■ **DATA PROVIDED**:
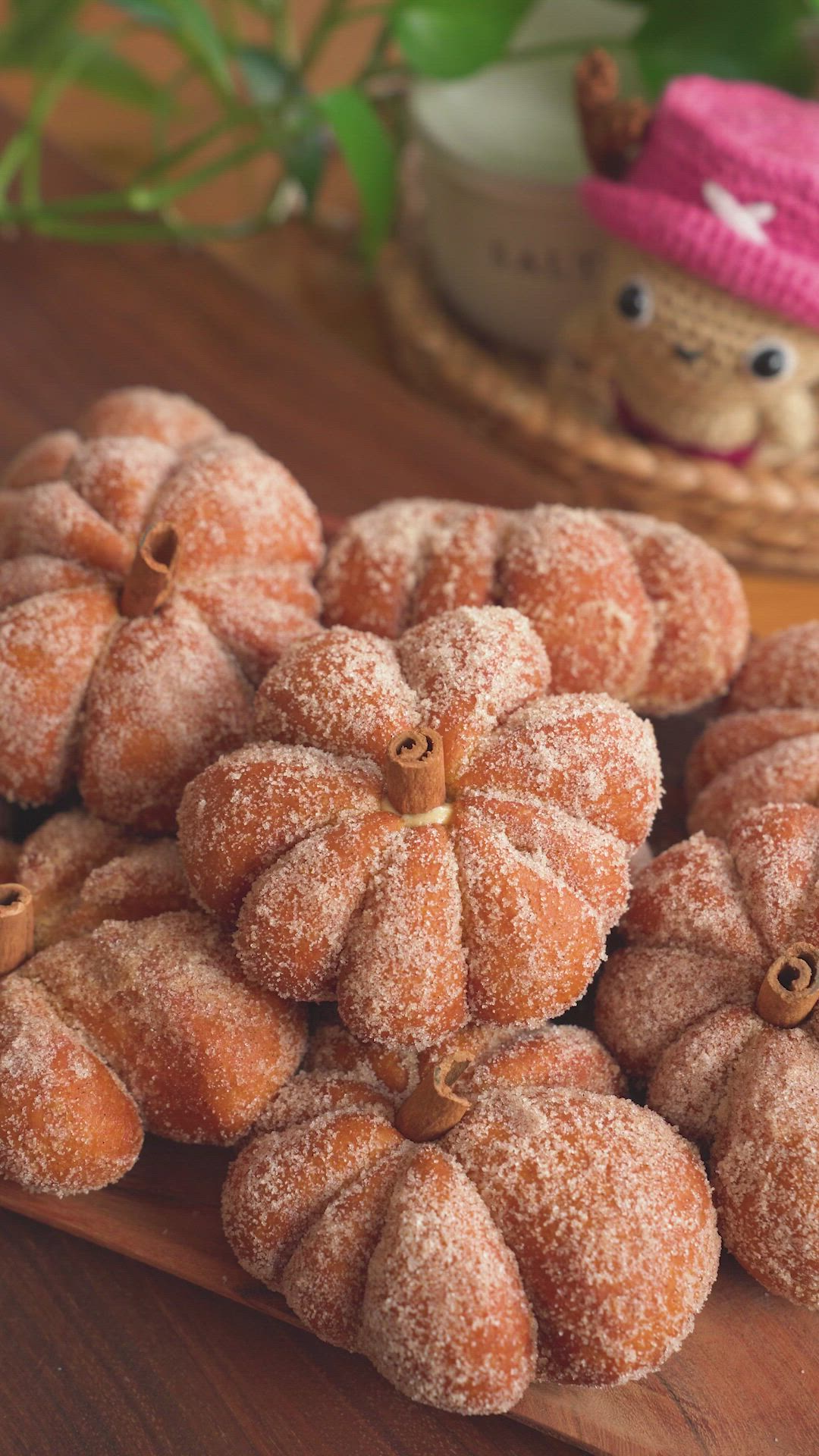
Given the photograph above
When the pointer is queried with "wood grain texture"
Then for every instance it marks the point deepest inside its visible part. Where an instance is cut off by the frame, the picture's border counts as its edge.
(742, 1385)
(104, 1356)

■ **TASK DETAILS**: Your task is to retype, exactly and only, the lines from the one with "When the pointer" through the final line above.

■ **RESPONSE AREA**:
When the pointer is queried with "wood grain texture"
Then for every instance it marks the point deepest inside its visible part. Where an instance is cut off by the frame, the picture's border counts as its edge.
(742, 1385)
(104, 1356)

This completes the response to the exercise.